- To do
Rewrite the items below with every instance of "paved road" changed to "gravel road", leaving the rest as is.

- Exercise material
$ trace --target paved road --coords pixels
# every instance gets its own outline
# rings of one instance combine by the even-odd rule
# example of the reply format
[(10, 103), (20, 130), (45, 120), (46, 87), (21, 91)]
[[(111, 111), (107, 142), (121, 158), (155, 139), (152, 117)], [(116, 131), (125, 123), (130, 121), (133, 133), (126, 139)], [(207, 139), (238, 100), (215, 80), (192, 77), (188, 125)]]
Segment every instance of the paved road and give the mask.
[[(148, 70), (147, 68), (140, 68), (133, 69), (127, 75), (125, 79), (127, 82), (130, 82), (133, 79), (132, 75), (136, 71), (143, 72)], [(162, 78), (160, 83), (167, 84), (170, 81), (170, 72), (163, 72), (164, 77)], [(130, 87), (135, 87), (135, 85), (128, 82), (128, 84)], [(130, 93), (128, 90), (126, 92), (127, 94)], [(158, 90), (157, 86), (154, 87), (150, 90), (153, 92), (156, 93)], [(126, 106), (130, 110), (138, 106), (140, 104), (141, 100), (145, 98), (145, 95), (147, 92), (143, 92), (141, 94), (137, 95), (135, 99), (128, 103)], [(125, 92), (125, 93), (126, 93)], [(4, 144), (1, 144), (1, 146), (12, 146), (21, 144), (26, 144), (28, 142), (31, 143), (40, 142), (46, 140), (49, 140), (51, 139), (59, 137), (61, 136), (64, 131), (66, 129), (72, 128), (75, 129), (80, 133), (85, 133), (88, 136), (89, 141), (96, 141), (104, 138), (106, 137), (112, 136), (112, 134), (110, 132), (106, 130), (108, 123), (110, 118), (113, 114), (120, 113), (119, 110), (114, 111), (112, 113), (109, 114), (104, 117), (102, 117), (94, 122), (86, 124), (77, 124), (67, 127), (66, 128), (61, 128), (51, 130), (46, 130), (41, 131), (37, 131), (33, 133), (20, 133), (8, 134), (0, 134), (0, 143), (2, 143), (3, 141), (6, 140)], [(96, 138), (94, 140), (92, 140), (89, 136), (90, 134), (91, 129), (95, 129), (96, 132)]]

- Answer
$ trace --target gravel road --coords pixels
# every instance gets its own outline
# rings of one instance combine by the even-odd rule
# example of the reply format
[(10, 103), (20, 130), (45, 120), (46, 87), (21, 91)]
[[(111, 111), (107, 142), (121, 158), (155, 139), (152, 117)], [(116, 131), (125, 123), (130, 121), (133, 133), (126, 139)], [(207, 139), (238, 100), (215, 80), (192, 77), (188, 125)]]
Segment every instance of the gravel road and give the mask.
[[(148, 70), (147, 68), (140, 68), (133, 69), (127, 75), (125, 79), (127, 82), (130, 82), (133, 79), (132, 75), (136, 71), (143, 72)], [(162, 78), (160, 83), (167, 84), (170, 81), (170, 72), (163, 72), (164, 77)], [(130, 87), (135, 87), (135, 85), (128, 82), (128, 84)], [(130, 93), (128, 90), (126, 92), (127, 94)], [(158, 90), (157, 86), (154, 87), (150, 90), (153, 92), (156, 93)], [(126, 106), (130, 110), (138, 106), (140, 104), (141, 100), (145, 98), (145, 95), (147, 92), (143, 92), (141, 94), (137, 95), (135, 99), (128, 103)], [(125, 92), (125, 93), (126, 93)], [(4, 144), (1, 144), (1, 146), (12, 146), (21, 144), (26, 144), (28, 142), (31, 143), (40, 142), (46, 140), (49, 140), (51, 139), (59, 137), (61, 136), (64, 131), (66, 129), (72, 128), (75, 129), (80, 133), (85, 133), (88, 136), (89, 141), (96, 141), (104, 138), (106, 137), (112, 136), (112, 134), (110, 132), (106, 130), (108, 123), (110, 118), (113, 114), (120, 113), (119, 110), (114, 111), (112, 113), (109, 114), (104, 117), (102, 117), (94, 122), (86, 124), (77, 124), (67, 127), (66, 128), (61, 128), (51, 130), (46, 130), (41, 131), (37, 131), (33, 133), (20, 133), (8, 134), (0, 134), (0, 143), (2, 143), (3, 141), (6, 140)], [(96, 138), (94, 140), (92, 140), (89, 136), (90, 134), (91, 129), (95, 129), (96, 132)]]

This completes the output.